Exercise: Pictures are not part of the copy; reproduce the remaining data exactly.

[Stored data entries]
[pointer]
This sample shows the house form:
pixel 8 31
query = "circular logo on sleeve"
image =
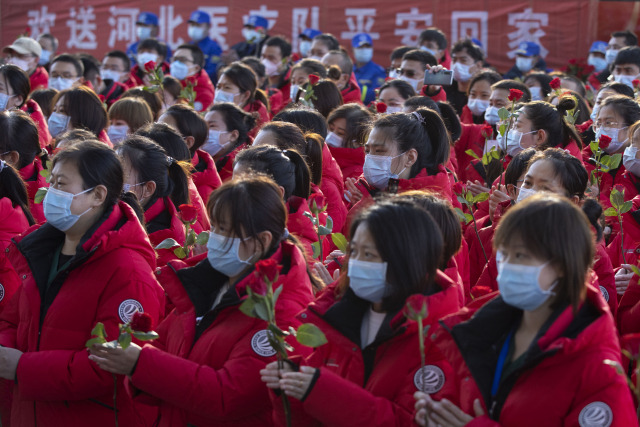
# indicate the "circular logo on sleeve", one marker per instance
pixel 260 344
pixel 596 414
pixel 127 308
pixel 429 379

Solution:
[pointer]
This sample shows the house form:
pixel 8 31
query = "circular logo on sleeve"
image =
# indicate the "circular logo on sleeve", one marker per instance
pixel 260 344
pixel 596 414
pixel 127 308
pixel 429 379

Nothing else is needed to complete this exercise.